§ **What is required**
From the entries that follow, pick out all lines holding "flower".
= = =
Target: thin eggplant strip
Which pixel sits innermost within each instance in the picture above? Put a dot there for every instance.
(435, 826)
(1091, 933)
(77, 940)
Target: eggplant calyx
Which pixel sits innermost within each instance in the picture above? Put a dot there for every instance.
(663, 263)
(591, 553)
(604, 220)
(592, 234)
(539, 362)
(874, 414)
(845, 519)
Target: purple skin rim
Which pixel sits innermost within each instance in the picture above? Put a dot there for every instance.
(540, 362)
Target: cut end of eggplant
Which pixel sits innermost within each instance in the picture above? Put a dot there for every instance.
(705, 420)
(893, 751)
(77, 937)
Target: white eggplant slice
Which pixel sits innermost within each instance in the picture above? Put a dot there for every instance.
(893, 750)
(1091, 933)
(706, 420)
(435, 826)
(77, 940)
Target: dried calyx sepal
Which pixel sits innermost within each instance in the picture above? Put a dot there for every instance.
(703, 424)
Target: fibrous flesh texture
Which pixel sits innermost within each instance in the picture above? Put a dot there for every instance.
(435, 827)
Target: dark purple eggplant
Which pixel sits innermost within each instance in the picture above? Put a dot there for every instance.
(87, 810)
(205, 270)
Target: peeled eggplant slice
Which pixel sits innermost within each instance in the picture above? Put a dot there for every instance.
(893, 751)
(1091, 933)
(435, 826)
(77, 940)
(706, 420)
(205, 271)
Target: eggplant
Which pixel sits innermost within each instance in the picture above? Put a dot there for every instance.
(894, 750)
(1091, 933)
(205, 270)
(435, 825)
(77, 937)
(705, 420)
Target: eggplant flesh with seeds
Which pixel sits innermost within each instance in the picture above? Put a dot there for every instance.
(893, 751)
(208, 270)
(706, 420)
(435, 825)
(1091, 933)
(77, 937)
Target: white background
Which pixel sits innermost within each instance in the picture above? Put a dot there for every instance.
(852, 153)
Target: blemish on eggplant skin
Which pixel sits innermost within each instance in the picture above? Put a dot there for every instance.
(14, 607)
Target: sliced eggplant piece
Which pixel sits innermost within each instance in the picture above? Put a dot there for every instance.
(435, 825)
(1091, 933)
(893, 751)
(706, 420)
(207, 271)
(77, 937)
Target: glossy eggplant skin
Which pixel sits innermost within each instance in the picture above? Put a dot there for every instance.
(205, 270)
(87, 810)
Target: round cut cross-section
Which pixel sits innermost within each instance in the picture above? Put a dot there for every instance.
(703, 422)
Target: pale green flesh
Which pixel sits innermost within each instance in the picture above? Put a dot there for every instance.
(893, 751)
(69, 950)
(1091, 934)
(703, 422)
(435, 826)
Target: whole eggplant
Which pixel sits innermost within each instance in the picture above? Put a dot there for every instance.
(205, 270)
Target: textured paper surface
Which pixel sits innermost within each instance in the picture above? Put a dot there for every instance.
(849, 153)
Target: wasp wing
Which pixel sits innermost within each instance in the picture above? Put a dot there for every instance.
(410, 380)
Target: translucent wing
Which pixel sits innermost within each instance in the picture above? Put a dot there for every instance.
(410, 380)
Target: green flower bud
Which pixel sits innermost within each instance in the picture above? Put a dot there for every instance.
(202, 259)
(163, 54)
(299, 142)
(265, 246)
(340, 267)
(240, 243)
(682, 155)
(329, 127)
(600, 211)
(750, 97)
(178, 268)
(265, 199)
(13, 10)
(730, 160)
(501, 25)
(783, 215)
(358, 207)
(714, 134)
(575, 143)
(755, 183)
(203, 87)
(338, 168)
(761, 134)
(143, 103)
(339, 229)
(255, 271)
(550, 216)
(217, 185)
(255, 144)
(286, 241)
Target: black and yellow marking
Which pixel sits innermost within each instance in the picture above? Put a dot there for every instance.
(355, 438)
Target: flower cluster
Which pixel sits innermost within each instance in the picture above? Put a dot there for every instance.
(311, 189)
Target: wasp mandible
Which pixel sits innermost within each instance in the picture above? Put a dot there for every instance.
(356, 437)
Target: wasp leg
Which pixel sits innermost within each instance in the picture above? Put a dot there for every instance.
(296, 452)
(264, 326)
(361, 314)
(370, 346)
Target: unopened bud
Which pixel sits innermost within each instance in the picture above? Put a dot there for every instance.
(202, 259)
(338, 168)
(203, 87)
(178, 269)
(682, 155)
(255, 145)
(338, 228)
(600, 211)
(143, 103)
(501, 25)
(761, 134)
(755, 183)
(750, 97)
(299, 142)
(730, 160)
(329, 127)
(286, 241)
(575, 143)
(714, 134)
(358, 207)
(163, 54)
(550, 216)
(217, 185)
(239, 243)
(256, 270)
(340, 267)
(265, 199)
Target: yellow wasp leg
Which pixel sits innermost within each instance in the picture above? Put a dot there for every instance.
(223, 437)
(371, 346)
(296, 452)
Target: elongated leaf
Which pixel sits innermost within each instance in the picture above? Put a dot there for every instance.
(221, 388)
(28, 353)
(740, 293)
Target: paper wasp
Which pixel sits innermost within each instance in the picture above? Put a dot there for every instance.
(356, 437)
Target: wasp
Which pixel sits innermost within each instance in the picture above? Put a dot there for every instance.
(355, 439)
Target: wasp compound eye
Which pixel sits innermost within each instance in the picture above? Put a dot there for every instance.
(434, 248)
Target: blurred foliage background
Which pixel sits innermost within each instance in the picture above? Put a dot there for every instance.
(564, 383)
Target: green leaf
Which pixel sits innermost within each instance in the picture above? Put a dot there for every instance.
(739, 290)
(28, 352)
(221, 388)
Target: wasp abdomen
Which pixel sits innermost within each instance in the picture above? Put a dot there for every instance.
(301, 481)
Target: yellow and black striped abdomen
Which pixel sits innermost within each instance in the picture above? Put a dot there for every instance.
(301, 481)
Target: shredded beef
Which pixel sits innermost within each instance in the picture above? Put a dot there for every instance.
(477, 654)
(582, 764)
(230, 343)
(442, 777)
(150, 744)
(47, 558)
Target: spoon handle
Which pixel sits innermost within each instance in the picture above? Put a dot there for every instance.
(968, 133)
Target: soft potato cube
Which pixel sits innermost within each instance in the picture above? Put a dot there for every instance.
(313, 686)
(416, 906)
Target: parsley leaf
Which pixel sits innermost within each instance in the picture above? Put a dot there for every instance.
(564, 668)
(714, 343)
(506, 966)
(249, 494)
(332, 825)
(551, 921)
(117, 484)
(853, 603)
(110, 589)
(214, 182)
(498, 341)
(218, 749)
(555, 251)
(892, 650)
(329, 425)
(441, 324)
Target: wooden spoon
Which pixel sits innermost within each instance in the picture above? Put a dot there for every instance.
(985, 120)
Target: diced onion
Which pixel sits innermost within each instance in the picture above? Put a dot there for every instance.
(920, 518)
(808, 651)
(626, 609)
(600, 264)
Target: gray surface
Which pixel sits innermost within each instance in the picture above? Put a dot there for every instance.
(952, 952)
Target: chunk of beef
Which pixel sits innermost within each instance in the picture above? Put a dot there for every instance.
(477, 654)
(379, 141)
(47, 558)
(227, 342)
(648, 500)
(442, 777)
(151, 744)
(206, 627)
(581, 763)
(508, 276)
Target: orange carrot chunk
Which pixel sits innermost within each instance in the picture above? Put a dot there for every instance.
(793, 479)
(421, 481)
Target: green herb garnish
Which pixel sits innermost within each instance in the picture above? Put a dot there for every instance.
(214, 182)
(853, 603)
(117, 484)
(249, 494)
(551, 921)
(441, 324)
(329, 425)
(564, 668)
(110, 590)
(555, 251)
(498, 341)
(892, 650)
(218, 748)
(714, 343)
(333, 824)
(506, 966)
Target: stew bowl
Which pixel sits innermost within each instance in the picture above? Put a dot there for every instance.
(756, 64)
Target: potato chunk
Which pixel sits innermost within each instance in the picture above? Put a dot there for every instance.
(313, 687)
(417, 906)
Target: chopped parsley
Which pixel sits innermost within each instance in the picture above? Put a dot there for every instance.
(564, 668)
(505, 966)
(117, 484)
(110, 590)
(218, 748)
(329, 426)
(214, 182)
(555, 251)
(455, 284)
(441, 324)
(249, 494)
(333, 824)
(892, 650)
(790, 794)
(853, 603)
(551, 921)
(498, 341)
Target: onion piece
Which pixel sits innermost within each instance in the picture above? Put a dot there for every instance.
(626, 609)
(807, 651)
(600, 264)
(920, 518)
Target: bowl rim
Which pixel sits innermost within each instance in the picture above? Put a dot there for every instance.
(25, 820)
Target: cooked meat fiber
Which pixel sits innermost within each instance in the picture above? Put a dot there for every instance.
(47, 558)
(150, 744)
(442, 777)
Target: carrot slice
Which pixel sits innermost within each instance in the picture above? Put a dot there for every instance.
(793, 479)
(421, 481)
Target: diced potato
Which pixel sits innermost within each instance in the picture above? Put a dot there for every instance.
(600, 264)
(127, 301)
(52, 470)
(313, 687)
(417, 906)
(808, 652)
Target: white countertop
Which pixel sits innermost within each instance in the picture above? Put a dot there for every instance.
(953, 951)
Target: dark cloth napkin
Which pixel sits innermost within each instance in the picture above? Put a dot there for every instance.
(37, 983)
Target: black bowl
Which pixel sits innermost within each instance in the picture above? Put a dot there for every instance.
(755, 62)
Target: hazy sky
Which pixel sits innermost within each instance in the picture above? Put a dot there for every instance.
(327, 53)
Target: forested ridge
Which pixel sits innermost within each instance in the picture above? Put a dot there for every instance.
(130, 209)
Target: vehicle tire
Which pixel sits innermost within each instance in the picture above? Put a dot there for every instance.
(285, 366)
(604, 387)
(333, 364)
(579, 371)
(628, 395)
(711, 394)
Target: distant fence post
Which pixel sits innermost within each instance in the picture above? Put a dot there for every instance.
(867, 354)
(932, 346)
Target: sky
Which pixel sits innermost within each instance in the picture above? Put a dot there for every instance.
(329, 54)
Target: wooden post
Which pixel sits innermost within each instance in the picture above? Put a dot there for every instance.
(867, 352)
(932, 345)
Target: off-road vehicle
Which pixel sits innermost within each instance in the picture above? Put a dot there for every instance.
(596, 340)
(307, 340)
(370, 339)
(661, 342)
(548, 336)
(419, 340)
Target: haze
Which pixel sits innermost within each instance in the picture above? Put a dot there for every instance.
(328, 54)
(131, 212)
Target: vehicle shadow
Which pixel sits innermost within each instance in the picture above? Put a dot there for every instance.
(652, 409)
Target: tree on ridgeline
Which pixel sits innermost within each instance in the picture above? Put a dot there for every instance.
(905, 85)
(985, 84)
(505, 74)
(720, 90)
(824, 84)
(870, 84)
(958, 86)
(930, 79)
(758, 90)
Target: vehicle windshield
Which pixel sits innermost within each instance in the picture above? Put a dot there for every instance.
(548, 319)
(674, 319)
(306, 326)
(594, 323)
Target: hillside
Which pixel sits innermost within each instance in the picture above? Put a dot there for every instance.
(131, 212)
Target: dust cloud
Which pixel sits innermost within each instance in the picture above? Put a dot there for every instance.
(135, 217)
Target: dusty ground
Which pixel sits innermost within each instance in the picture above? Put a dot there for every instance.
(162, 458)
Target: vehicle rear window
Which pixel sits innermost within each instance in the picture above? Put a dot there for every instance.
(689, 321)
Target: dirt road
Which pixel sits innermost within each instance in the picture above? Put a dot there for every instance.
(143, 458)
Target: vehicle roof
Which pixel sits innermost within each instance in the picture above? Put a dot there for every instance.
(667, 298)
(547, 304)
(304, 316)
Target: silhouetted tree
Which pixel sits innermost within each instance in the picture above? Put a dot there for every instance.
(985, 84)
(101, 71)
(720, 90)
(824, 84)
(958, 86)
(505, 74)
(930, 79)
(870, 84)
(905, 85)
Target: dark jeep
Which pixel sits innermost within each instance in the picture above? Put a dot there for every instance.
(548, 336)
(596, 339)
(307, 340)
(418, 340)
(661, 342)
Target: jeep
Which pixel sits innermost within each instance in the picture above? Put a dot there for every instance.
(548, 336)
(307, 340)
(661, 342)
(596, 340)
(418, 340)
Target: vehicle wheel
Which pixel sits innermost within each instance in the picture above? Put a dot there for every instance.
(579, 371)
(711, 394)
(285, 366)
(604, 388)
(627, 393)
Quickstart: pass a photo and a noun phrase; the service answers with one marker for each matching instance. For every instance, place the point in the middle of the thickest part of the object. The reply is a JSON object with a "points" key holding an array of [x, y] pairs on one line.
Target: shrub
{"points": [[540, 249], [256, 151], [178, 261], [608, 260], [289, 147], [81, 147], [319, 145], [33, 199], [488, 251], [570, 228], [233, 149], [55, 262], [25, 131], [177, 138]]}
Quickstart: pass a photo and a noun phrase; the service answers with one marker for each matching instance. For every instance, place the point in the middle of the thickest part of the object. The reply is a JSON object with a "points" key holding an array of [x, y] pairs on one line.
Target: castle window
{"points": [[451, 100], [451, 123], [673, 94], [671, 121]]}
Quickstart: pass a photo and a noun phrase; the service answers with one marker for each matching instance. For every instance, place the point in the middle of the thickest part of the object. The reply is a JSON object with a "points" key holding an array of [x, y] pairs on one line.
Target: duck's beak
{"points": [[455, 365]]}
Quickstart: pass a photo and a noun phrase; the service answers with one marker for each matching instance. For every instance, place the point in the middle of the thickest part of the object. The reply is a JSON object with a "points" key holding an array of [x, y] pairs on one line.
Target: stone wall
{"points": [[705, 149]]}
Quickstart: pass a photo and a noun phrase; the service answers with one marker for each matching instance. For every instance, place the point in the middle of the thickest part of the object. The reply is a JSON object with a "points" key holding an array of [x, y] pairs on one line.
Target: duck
= = =
§ **Response to this task**
Target: green flower bud
Target: flower cluster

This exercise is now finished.